» **Problem requirements**
From the material below, select and copy each line that contains the string "board".

» **Recorded information**
# # #
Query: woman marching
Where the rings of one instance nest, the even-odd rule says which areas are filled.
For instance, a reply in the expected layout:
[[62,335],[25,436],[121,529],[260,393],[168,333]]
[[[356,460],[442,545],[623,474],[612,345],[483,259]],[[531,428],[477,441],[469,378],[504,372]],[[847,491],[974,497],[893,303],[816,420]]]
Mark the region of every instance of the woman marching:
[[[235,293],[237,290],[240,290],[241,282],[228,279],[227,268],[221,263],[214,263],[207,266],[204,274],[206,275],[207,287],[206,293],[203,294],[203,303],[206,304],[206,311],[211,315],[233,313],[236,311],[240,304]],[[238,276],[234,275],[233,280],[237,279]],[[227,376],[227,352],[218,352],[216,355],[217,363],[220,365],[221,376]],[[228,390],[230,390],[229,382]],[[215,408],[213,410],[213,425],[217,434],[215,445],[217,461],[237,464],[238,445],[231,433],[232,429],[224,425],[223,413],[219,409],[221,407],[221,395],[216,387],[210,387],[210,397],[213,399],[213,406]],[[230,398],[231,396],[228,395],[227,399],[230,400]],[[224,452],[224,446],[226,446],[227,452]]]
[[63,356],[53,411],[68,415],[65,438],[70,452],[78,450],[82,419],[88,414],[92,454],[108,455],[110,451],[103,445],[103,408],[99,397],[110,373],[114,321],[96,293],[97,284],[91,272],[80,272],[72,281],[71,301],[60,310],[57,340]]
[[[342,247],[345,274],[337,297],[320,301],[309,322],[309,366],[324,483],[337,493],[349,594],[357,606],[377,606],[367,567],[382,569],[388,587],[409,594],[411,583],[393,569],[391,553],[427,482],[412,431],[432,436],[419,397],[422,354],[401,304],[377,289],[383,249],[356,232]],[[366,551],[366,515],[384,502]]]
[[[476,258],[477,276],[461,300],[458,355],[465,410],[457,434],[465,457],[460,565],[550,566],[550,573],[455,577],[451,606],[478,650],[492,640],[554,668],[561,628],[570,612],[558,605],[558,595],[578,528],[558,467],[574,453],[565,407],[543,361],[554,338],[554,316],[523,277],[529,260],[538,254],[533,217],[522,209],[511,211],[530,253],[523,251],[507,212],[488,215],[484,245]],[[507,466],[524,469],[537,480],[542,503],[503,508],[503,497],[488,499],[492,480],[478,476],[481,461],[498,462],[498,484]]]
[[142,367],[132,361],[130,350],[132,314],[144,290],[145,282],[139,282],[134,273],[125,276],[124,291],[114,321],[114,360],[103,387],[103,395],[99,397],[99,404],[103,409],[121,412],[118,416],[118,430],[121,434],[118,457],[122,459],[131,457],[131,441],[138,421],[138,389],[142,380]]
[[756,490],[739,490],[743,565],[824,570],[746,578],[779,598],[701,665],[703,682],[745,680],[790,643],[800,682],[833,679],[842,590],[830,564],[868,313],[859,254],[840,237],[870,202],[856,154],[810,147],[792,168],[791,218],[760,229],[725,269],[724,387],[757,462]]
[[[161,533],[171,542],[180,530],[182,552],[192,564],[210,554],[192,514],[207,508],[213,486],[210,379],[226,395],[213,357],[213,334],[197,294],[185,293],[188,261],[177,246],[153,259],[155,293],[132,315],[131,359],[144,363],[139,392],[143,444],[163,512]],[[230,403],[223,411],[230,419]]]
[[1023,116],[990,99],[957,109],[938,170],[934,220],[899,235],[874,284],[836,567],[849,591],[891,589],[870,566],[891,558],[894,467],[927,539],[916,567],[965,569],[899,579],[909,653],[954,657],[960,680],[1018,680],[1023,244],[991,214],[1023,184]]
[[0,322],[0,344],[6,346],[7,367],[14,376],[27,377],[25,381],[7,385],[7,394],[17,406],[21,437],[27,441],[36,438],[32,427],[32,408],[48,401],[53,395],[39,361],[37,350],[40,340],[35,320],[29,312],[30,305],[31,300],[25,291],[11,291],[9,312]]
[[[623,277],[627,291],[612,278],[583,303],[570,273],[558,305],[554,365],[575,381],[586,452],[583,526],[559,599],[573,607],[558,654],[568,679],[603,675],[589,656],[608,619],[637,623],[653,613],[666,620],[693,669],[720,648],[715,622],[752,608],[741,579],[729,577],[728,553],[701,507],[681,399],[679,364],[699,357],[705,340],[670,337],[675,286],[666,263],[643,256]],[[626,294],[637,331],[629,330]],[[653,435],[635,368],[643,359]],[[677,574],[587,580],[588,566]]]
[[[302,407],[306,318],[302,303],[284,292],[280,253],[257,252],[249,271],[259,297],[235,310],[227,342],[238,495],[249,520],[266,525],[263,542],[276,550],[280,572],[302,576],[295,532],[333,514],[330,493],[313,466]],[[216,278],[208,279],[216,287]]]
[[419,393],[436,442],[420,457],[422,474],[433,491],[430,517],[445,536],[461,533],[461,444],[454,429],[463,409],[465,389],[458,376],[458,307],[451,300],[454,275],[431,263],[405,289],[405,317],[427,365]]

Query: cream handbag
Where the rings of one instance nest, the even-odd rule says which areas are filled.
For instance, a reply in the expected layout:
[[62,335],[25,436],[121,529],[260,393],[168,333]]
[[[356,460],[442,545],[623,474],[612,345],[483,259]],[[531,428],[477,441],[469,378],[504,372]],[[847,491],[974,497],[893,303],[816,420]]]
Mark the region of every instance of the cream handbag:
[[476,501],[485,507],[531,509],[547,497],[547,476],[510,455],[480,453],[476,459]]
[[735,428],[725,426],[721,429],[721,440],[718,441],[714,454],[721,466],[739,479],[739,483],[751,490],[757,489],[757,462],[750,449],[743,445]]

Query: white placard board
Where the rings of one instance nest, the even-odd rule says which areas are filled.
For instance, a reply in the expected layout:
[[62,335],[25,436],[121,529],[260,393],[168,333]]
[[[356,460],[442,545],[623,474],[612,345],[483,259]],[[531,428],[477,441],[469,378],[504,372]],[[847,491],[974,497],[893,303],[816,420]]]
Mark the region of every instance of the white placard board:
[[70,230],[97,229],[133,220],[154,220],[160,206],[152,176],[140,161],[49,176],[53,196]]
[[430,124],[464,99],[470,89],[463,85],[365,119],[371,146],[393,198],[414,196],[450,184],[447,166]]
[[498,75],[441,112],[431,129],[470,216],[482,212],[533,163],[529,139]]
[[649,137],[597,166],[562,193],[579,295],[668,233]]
# # #
» **Result for this exercise**
Query: white placard board
Mark the region of every instance of the white placard board:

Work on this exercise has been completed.